● Teks Bacaan
########

Iki angel yo bu
Mataku memerah. Pandanganku
menerawang pada kedua sosok yang berada tak jauh dari tempatku saat ini.
Gumpalan titik-titik air yang hampir pecah itu aku tahan sekuatnya. Tidak
menyangka, malam ini, di tempatku biasa membeli makan, aku disadarkan oleh
kejadian kecil yang sangat mempengaruhi pola pikirku.
Perkataan di awal tulisan ini
diucapkan oleh seorang anak bertubuh gempal, kulitnya sawo matang khas orang
Jogja asli. Ia duduk dengan tekun di atas lantai, dengan kursi di depannya yang
ia pakai untuk meletakkan buku matematikanya. Keningnya beberapa kali mengerut,
menghitung penjumlahan matematika yang tak seberapa. Ia menuliskan hasil
hitungan tersebut di selembar kertas, ya, bukan buku. Hanya selembar kertas.
Pensilnya, hm, aku rasa terlalu pendek untuk dipakai menulis. Jika itu adalah
pensilku sendiri, aku yakin, aku sudah membuangnya.
Ia tidak duduk sendiri. Ada seorang
ibu paruh baya yang menemaninya mengerjakan tugas. Tidak, bukan sekadar
menemani, ibu itu membantunya menghitung. Dengan telaten, ibu tersebut
membenarkan hitungan anaknya. Jika penjumlahan lebih dari sepuluh, ibu itu
dengan sigap mengangkat jari-jarinya, agar sang anak lebih mudah menghitung.
Aku rasa, anak itu agak lamban dalam berpikir. Aku yang melihatnya dari kejauhan
saja sudah mulai memanas. Tapi, ibu itu, dengan senyumnya yang menenangkan,
selalu mengulang kembali soal-soal yang tidak bisa ia jawab. Ketika sang anak
bisa mengerjakannya, tangannya akan mengusap lembut kepala atau punggung anak
tersebut. Ini tidak terjadi sekali saja. Setiap pertanyaan yang bisa dijawab
oleh anak itu, sang ibu akan tersenyum kecil seraya mengusap manja anaknya.
Hm, bagaimana? Apa ada sesuatu yang
mendesir di hati kalian ketika membaca cerita di atas? Kejadian itu murni terjadi pada malam kemarin ketika aku sedang membeli makan. Tidak kurang dan
tidak lebih, seperti itulah yang aku lihat. Sungguh, lama-kelamaan pandanganku
kabur, terharu melihat apa yang terjadi tepat di depanku. Bukan sekali dua kali
anak itu mengerjakan PR ketika aku sedang membeli makan di sana. Hanya saja,
baru kali ini aku memperhatikan mereka dengan seksama.

########

● Perintah Soal 1
Menurut teks bacaan, di mana anak itu meletakkan buku matematikanya?
● Perintah Soal 2
Tuliskan ulang bagian teks bacaan antara "Perkataan di awal" dan "Hanya selembar kertas.", termasuk kedua bagian tersebut.
Daftar yang menyertai teks bacaan ini merupakan bahan tersendiri yang terpisah darinya.

● Bahan yang Diberikan
########

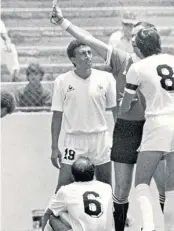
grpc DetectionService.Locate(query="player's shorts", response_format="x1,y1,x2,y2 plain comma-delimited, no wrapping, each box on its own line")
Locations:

########

● Pembahasan Lengkap 1
Di atas kursi yang berada di depannya.

● Pembahasan Lengkap 2
Perkataan di awal tulisan ini
diucapkan oleh seorang anak bertubuh gempal, kulitnya sawo matang khas orang
Jogja asli. Ia duduk dengan tekun di atas lantai, dengan kursi di depannya yang
ia pakai untuk meletakkan buku matematikanya. Keningnya beberapa kali mengerut,
menghitung penjumlahan matematika yang tak seberapa. Ia menuliskan hasil
hitungan tersebut di selembar kertas, ya, bukan buku. Hanya selembar kertas.